India has a goal of installing 100 gigawatts of solar power by 2022 , or slightly less than 10 percent of the generating capacity of the entire U.S. grid. India currently has 36.8 gigawatts of installed solar capacity with another 36.9 gigawatts in the pipeline. However, it is expected that solar installations will total only about 5 gigawatts this year mainly because of delays caused by the coronavirus pandemic. Currently, India imports about 85 percent of its solar modules and cells from China.  An additional 5.5 percent are imported from Vietnam and 4 percent from Thailand, but those companies are mostly controlled by China. Disruptions caused by the coronavirus pandemic resulted in India’s first-quarter 2020 solar installations (1,080 megawatts) to be the lowest since 2016, dropping 39 percent from a year earlier (1,761 megawatts).

Source: Mercom India Research
Source: Mercom India Research

As a result, Prime Minister Narendra Modi announced a national strategy called “Atmanirbhar Bharat,” or “Self-Reliant India” to scale up India’s manufacturing capacity. The late start will allow India’s manufacturers to adopt the latest technology to make high-end products, such as high-efficiency solar cells.

In June, India announced that it would impose duties of up to 25 percent on solar modules and a 15 percent tariff on solar cells from China and Chinese-controlled companies. The duties are a continuation of taxes that were levied starting in 2018 to protect domestic manufacturers of solar parts. There are plans to increase these taxes after one year.

Source: Karma Impact
Source: Karma Impact

China Dominates the Solar Market

When Chinese companies first began making solar panels, they bought manufacturing equipment from Germany and Japan, gradually replacing it with domestic equipment that performed the same function. They now have supplanted international rivals and command a dominant position in the global market due to massive amounts of investment that have increased production and driven down costs. Eight out of the world’s top 10 solar panel makers are Chinese. China is by far the world’s biggest producer with a 73 percent market share. Second-ranked South Korea has 6 percent of the market.

→ **Entries supplied**
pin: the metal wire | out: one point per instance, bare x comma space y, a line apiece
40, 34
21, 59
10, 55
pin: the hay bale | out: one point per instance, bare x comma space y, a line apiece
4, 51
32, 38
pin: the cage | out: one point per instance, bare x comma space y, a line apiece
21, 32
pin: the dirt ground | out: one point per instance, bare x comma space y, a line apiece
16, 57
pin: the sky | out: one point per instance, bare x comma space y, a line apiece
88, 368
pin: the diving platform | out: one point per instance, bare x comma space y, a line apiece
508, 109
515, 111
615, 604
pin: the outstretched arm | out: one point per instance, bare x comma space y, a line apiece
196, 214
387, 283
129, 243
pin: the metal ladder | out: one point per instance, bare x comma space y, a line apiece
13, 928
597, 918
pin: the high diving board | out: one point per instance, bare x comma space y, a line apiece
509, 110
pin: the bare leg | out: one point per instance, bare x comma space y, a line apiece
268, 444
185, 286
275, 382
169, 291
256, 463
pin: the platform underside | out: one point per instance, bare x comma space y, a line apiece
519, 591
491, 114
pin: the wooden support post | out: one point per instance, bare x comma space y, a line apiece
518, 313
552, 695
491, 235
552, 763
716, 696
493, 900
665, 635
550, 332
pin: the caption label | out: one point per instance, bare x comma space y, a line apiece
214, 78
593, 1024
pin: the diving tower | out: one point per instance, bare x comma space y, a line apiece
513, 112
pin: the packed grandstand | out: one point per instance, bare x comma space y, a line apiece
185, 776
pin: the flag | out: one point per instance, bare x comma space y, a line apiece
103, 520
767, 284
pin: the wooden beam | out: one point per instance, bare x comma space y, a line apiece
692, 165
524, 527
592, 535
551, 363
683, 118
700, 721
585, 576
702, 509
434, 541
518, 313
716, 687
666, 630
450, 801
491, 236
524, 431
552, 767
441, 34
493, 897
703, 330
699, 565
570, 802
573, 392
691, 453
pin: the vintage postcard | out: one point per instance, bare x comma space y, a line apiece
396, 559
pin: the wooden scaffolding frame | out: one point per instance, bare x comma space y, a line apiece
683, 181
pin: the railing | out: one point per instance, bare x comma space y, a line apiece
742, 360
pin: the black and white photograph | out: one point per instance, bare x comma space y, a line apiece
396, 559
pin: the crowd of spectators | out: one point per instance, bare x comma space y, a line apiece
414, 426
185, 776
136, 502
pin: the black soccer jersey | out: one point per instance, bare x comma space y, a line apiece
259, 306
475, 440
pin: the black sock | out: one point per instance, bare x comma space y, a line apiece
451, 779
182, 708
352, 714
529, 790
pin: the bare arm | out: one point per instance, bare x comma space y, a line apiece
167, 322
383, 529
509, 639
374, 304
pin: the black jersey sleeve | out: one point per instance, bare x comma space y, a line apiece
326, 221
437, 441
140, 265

→ **Activity list**
1 > In the article on India's solar power goals, turn the paragraph beginning "In June, India announced" into a short bulleted list that keeps its main facts.
2 > Please list every country mentioned by name in the article on India's solar power goals.
3 > Write the next paragraph of the article on India's solar power goals, picking up after its final sentence.

→ **Set of answers**
1 >
- In June, India announced duties of up to 25 percent on solar modules and a 15 percent tariff on solar cells from China and Chinese-controlled companies.
- These duties continue taxes first levied in 2018 to protect domestic makers of solar parts.
- There are plans to raise the taxes after one year.

2 >
- India
- United States (U.S.)
- China
- Vietnam
- Thailand
- Germany
- Japan
- South Korea

3 >
Source: Statista
Source: Statista

Longi Solar, the world’s sixth-largest solar panel maker, is based in Taizhou, about 200 kilometers northwest of Shanghai. Because Longi specialized in making the high-performance monocrystalline silicon used in industrial-grade panels for solar power plants, it could channel its revenue from its silicon materials business into solar panel factories, allowing it to become the number 6 panel maker globally in only four years. The company’s 146,000-square-meter (1.57 million square foot)  plant began operating in 2016. The plant can turn out 4 million kilowatts worth of panels a year–about 70 percent of Japan’s annual demand. Most of the work at the plant is done by machine, allowing most of the factory’s 600 workers to be engaged in quality control and inspection of the finished products. Longi plans to increase its production capacity about fourfold to 30 million kilowatts by the end of 2021.

In 2011, China introduced a feed-in tariff for renewable energy, which helped to develop its solar panel market. The country accounts for about half of global solar panel demand. China and Japan, however, have largely ended the subsidized rates at which solar energy was sold to utilities, while many industrialized countries continue to provide subsidies for solar power, including the United States and many U.S. state governments. The United States and India have imposed tariffs on Chinese solar panels, which has helped to stop the flood of imports from China.

Recent Developments Increased Chinese Module Prices

Prices of China’s solar modules have increased for the first time since 2017 because of the closure of two Chinese manufacturing plants due to an explosion at one and flooding at another. The cost of a single multi-crystalline solar module increased to over $17 Rupee ($0.23 U.S.) from $16-16.5 and the price of a mono-crystalline module increased to between $18 and $19 Rupee from about $17.5. The equivalent tariff impact on new projects is estimated at about 0.07 Rupee per kilowatt hour ($0.001 U.S.). The increase in prices came as a surprise since solar module prices had been consistently decreasing. As with everything else, they were bound to eventually increase, but the Indians found themselves at the whim of Chinese manufacturers on whom they now depend for 85 percent of their solar equipment.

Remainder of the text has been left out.